### Что требуется
Пожалуйста, повторите все строки ниже слово в слово, ничего не меняя.

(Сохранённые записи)

+-------+

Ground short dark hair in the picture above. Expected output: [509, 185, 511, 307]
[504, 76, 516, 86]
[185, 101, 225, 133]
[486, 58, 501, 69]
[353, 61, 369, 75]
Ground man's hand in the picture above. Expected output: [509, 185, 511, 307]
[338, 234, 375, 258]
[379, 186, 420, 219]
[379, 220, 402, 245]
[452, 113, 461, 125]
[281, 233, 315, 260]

+-------+

### Письменное решение
Ground short dark hair in the picture above. Expected output: [509, 185, 511, 307]
[504, 76, 516, 86]
[185, 101, 225, 133]
[486, 58, 501, 69]
[353, 61, 369, 75]
Ground man's hand in the picture above. Expected output: [509, 185, 511, 307]
[338, 234, 375, 258]
[379, 186, 420, 219]
[379, 220, 402, 245]
[452, 113, 461, 125]
[281, 233, 315, 260]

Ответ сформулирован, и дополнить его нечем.